--- DATASET Enclosed Below ---

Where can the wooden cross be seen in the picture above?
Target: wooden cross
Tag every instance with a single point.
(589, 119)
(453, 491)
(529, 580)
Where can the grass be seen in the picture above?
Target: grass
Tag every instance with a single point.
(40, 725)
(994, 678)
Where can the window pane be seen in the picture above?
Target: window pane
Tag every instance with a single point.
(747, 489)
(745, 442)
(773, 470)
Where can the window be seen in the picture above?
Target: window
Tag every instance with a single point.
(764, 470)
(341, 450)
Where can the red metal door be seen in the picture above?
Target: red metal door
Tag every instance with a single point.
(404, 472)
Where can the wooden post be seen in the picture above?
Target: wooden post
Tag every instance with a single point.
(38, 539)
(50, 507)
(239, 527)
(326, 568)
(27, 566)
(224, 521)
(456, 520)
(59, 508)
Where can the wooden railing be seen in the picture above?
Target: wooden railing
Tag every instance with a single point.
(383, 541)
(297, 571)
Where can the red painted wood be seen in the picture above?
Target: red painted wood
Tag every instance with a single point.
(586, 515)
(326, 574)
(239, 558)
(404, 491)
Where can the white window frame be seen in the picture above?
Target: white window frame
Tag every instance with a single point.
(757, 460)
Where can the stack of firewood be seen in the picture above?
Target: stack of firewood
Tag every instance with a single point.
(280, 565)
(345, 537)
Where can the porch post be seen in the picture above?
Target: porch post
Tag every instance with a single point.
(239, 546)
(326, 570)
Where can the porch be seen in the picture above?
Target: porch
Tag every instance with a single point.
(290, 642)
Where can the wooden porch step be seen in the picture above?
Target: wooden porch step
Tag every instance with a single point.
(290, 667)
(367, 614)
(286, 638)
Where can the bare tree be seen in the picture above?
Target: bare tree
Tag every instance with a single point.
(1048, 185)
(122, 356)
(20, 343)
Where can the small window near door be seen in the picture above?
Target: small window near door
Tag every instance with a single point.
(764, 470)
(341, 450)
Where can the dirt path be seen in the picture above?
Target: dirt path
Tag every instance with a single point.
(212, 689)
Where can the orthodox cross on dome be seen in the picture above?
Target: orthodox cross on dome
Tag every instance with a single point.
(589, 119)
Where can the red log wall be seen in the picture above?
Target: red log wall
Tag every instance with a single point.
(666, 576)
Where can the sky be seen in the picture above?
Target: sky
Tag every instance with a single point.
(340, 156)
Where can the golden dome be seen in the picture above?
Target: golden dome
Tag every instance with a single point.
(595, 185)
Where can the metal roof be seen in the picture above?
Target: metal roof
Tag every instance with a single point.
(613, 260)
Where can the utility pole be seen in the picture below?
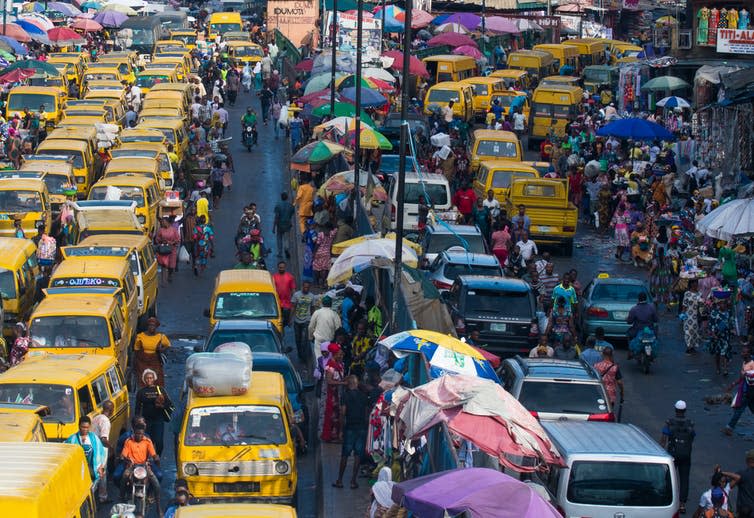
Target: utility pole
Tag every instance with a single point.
(405, 79)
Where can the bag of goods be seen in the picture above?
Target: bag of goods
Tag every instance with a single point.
(218, 374)
(240, 349)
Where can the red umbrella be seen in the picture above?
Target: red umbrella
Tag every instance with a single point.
(85, 25)
(415, 66)
(15, 31)
(16, 75)
(64, 36)
(452, 39)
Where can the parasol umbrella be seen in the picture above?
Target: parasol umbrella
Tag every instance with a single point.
(378, 73)
(63, 36)
(41, 67)
(452, 39)
(639, 129)
(469, 20)
(357, 257)
(673, 102)
(16, 75)
(444, 353)
(343, 110)
(665, 83)
(500, 25)
(370, 138)
(732, 219)
(415, 66)
(13, 46)
(370, 98)
(85, 25)
(476, 493)
(317, 152)
(468, 50)
(64, 8)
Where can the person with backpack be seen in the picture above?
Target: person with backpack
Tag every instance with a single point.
(678, 437)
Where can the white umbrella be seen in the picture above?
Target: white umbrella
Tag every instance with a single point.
(733, 219)
(359, 256)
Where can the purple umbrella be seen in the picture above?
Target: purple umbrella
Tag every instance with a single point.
(110, 18)
(452, 39)
(477, 491)
(469, 20)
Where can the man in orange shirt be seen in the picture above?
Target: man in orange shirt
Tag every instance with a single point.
(139, 449)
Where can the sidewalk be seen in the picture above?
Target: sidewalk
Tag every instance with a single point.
(339, 502)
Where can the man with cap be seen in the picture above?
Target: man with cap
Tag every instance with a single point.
(678, 437)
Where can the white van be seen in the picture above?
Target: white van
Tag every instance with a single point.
(433, 186)
(611, 470)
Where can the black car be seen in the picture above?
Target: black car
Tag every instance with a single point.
(503, 310)
(391, 127)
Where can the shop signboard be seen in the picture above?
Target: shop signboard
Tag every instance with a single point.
(295, 19)
(735, 41)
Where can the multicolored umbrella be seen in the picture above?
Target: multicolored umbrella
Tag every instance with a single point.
(444, 353)
(317, 152)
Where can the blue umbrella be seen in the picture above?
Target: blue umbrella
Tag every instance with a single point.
(370, 98)
(639, 129)
(17, 48)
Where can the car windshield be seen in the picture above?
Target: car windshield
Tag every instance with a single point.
(246, 305)
(562, 398)
(229, 425)
(119, 192)
(497, 148)
(452, 271)
(258, 340)
(628, 293)
(440, 242)
(517, 304)
(436, 193)
(620, 484)
(69, 331)
(7, 284)
(20, 201)
(59, 399)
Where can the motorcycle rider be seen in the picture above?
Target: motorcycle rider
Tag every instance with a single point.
(139, 449)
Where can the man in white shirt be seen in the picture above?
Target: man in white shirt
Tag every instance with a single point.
(527, 246)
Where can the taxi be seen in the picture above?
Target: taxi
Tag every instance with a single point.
(27, 201)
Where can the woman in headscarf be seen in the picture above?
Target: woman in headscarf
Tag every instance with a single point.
(334, 375)
(148, 348)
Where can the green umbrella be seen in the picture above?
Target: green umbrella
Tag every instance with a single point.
(665, 83)
(317, 152)
(343, 110)
(34, 64)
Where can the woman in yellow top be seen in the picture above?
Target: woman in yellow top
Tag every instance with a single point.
(147, 350)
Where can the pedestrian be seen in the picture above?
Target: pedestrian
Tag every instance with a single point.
(101, 428)
(678, 438)
(354, 409)
(691, 305)
(282, 224)
(148, 349)
(303, 304)
(332, 430)
(167, 239)
(154, 405)
(95, 453)
(612, 378)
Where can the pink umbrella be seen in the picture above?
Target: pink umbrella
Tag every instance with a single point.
(85, 25)
(452, 39)
(468, 50)
(500, 25)
(15, 31)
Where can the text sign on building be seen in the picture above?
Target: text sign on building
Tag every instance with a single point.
(735, 41)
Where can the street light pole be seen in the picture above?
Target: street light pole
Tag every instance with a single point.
(405, 79)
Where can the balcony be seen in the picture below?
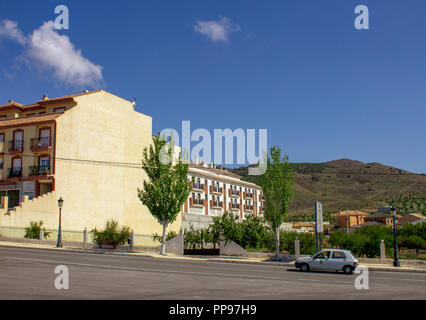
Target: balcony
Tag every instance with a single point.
(234, 206)
(197, 186)
(234, 193)
(248, 207)
(248, 195)
(40, 144)
(16, 146)
(194, 202)
(216, 204)
(39, 170)
(14, 172)
(215, 189)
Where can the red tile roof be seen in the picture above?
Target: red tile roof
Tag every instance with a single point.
(29, 120)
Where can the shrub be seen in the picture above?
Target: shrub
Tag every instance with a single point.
(33, 231)
(158, 238)
(112, 234)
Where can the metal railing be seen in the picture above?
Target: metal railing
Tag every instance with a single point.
(235, 192)
(198, 201)
(39, 170)
(40, 143)
(198, 186)
(217, 204)
(16, 145)
(217, 189)
(14, 172)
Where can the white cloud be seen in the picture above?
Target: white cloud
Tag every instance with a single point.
(216, 30)
(10, 30)
(47, 49)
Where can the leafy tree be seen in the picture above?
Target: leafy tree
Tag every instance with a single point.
(112, 233)
(33, 231)
(168, 186)
(415, 242)
(278, 192)
(157, 238)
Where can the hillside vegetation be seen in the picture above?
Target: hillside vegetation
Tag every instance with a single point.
(347, 184)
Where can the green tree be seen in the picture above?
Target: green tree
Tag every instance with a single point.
(167, 186)
(278, 192)
(415, 242)
(112, 233)
(33, 231)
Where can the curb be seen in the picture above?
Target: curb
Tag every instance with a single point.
(288, 265)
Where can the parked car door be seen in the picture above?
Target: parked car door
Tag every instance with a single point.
(320, 261)
(337, 260)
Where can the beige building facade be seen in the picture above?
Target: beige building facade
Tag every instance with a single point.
(216, 191)
(85, 148)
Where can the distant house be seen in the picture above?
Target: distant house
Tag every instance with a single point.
(420, 221)
(410, 218)
(384, 209)
(304, 226)
(350, 218)
(385, 219)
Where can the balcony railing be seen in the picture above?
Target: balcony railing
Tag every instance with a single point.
(249, 195)
(233, 192)
(39, 170)
(40, 143)
(197, 186)
(16, 145)
(14, 172)
(197, 202)
(234, 206)
(217, 204)
(217, 189)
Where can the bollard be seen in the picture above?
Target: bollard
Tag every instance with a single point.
(84, 237)
(132, 239)
(382, 250)
(296, 248)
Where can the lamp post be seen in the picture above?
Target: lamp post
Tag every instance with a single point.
(395, 244)
(60, 204)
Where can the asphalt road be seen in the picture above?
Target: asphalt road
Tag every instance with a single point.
(30, 274)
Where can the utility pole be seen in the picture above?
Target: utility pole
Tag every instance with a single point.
(347, 221)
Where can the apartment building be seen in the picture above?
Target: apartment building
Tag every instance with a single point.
(216, 191)
(85, 148)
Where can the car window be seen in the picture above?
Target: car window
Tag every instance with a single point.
(338, 255)
(319, 256)
(326, 254)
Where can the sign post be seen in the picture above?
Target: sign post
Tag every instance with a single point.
(318, 224)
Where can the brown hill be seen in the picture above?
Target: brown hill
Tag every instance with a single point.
(343, 163)
(347, 184)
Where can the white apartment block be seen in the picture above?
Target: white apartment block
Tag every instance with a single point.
(216, 191)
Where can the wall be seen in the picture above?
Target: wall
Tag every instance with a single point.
(100, 128)
(103, 127)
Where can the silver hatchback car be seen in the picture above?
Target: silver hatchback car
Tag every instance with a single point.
(329, 260)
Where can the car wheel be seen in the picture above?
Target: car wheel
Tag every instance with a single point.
(304, 267)
(347, 269)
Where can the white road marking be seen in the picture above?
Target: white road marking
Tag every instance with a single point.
(310, 280)
(141, 269)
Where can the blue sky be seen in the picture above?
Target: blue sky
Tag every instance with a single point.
(300, 69)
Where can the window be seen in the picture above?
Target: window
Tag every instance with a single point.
(338, 255)
(44, 163)
(59, 110)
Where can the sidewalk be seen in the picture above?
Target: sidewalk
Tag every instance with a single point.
(223, 259)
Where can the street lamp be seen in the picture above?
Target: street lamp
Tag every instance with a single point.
(395, 244)
(60, 204)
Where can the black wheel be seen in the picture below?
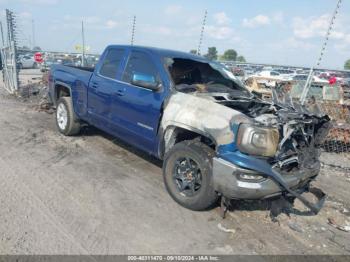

--- End of Enclosed DATASET ---

▶ [EXERCISE REQUIREMENTS] The lines running from the start of the data through the one that contains "Where can the stack" should be reproduced exactly, and only those.

▶ [OUTPUT BELOW]
Where can the wooden cross be seen in the picture above?
Target: wooden cross
Tag every instance with a single point.
(589, 119)
(453, 491)
(529, 580)
Where can the grass be seen in the picture above?
Target: grass
Tag every instance with a single point.
(40, 725)
(994, 678)
Where can the window pane be seen in the picture above?
Target: window pane
Tag every instance with a single point.
(747, 489)
(745, 442)
(773, 470)
Where can the window be seen in the picture above?
Target: window
Tag every instance with a single point.
(764, 470)
(341, 450)
Where can the red metal door be seen in the picture above?
Target: red metal door
Tag every instance with a single point.
(404, 472)
Where can the wooden post be seen in the picture above?
Target: wooden post
Tag every instance with a single point.
(38, 539)
(50, 507)
(239, 527)
(326, 568)
(27, 566)
(224, 521)
(456, 520)
(59, 508)
Where can the wooden railing be seen in the picture above?
Target: wooden railing
Tag every instance with a single point.
(383, 541)
(297, 571)
Where can the red painted wood be seen in the picture above?
Target: red painted wood
Tag every instance with a single point.
(586, 515)
(326, 574)
(239, 558)
(404, 491)
Where can the white window frame be seen in the picture above?
Target: white window frame
Tag every instance with a single point.
(757, 460)
Where can the stack of firewood be seen in the picture above?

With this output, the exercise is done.